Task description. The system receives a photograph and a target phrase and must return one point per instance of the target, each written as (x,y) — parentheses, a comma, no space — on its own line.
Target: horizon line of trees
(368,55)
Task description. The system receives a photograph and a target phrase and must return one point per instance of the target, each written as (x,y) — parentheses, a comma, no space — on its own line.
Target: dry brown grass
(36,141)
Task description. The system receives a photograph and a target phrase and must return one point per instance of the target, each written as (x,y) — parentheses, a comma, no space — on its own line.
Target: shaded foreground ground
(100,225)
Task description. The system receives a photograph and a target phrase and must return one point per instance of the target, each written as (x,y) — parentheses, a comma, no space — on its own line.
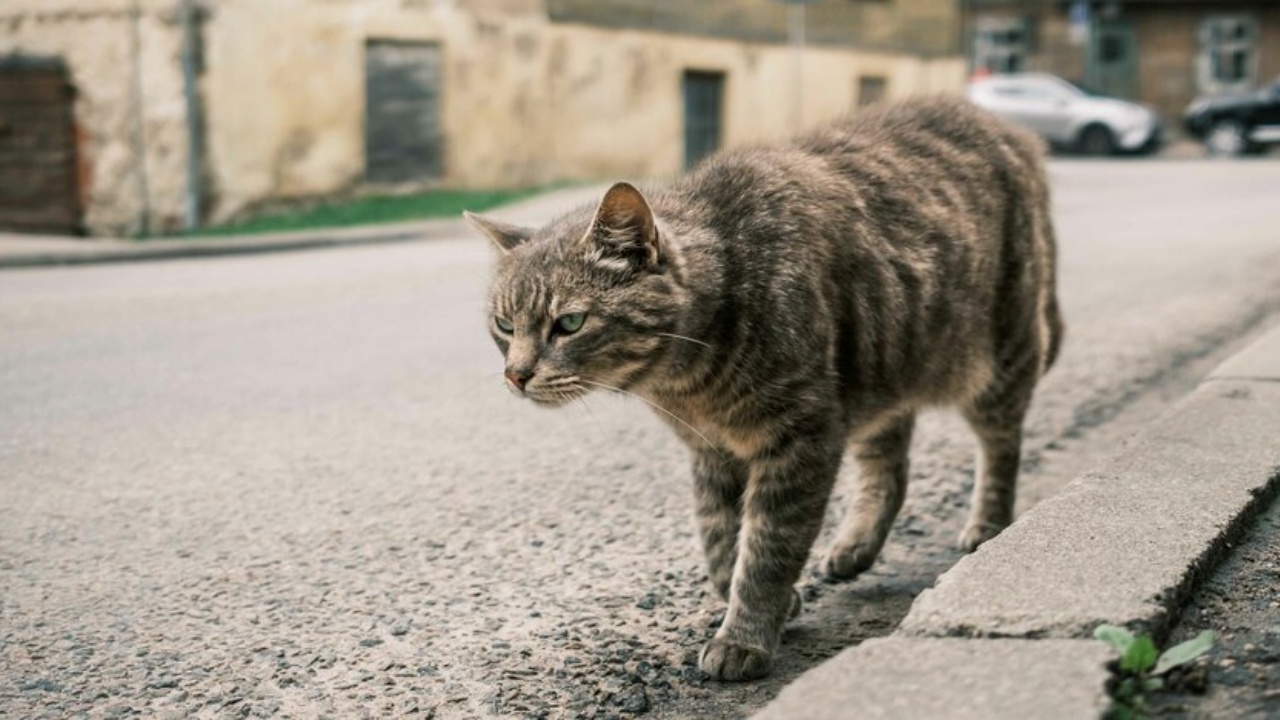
━━━━━━━━━━━━━━━━
TASK REQUIREMENTS:
Your answer must consist only of the lines from the one containing "Target: shaded foreground ground" through the end of the entries, restated word for word, with no pictures.

ANSWER SECTION:
Target: shaded foreground ground
(100,225)
Task description. The system receives a photograph and a target phrase and must return one point per instance of the target, each written as (x,y) — parentheses, a comma, no space — on its own line.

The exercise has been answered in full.